(Collected data)
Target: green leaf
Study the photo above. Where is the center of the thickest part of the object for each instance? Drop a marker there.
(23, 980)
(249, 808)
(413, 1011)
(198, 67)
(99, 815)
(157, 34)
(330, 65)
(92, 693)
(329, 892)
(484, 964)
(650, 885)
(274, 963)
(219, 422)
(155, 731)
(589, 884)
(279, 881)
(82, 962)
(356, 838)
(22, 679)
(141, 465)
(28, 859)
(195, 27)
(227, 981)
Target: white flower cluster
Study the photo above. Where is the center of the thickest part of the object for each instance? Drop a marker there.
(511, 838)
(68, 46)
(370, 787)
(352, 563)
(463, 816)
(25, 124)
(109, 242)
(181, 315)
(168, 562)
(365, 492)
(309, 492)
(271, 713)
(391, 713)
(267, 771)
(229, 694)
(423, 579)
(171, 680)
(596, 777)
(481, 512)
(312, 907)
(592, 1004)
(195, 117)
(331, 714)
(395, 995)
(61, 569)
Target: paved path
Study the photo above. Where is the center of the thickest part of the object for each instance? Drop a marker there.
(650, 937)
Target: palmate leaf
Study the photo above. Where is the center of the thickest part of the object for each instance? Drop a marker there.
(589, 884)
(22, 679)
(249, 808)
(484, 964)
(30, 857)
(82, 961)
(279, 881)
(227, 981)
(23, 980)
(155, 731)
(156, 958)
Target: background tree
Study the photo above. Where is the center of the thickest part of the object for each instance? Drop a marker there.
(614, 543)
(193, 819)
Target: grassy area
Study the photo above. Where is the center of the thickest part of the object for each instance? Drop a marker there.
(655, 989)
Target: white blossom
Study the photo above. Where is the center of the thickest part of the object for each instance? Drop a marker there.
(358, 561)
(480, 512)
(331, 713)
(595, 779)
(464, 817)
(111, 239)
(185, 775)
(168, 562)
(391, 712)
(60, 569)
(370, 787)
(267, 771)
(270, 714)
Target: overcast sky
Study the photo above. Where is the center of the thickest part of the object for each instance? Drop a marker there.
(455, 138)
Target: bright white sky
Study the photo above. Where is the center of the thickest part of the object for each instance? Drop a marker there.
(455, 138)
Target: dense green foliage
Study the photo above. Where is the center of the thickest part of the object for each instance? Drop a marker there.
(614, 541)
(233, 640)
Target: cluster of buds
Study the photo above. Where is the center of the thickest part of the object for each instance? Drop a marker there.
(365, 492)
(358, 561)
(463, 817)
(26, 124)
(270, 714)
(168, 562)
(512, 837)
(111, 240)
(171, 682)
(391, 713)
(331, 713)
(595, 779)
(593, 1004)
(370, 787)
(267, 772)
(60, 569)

## Work to be completed
Your task is to transcribe all of the entries word for word.

## Exercise output
Target: green leaf
Study the photo above. Where is the center of the thickest part of the object for each instance? Drop a marker there.
(23, 980)
(249, 808)
(413, 1011)
(198, 67)
(99, 815)
(157, 34)
(330, 65)
(92, 693)
(329, 892)
(484, 964)
(650, 885)
(274, 963)
(219, 422)
(155, 731)
(589, 884)
(279, 881)
(82, 962)
(356, 838)
(22, 679)
(141, 465)
(28, 859)
(195, 27)
(227, 981)
Target: white flower cluster
Study the photo above. Where is the center of the thickest part of the object for each instance? Drop a marker there.
(511, 838)
(68, 46)
(370, 787)
(352, 563)
(463, 816)
(25, 124)
(109, 242)
(181, 315)
(168, 562)
(365, 492)
(309, 492)
(271, 713)
(391, 713)
(267, 771)
(229, 694)
(423, 579)
(171, 680)
(596, 777)
(481, 512)
(312, 907)
(592, 1004)
(195, 117)
(331, 714)
(395, 995)
(61, 569)
Target: paved path
Study the photo above. Where is the center of the thickest part of the object for each instance? Drop a marker there.
(650, 937)
Target: palmate leaf
Study the photo above. Where is the center of the thickest part of the object for each instance? Drop a marker there.
(589, 884)
(22, 679)
(249, 808)
(484, 964)
(30, 857)
(82, 961)
(279, 881)
(227, 981)
(23, 980)
(155, 731)
(156, 958)
Target: background tree
Study the photo above. Where is the center of the thickest part of the object for each instance? Drop a marker there.
(614, 543)
(193, 819)
Target: grassy area
Study the photo above. Where is the center of the thickest part of the object for each instance? Drop a marker there.
(655, 989)
Target: white blossom
Study the photo above. Where is the center of the thickest part of the object for each instance? Drop a marker there.
(358, 561)
(480, 512)
(331, 713)
(595, 779)
(464, 817)
(111, 239)
(185, 775)
(168, 562)
(391, 712)
(60, 569)
(370, 787)
(267, 771)
(270, 714)
Target: overcast sky
Study the photo above. Where is the center of the thickest part of the object for each instance? Drop a marker there.
(455, 138)
Target: bright white sky
Study the photo above. Where is the center of the thickest part of the object for each instance? Drop a marker there.
(455, 138)
Target: dense green foliage
Study the photo above. Where is the center of the thickest part of the object for each instance? Drop a marker there.
(614, 541)
(233, 640)
Target: cluster of buds
Study the photo above. Where is the center of the thickest part of the object for each instance? Drop a marker there.
(365, 492)
(358, 561)
(463, 817)
(26, 124)
(270, 714)
(168, 562)
(512, 837)
(111, 240)
(171, 682)
(391, 713)
(331, 713)
(595, 779)
(593, 1004)
(370, 787)
(267, 772)
(60, 569)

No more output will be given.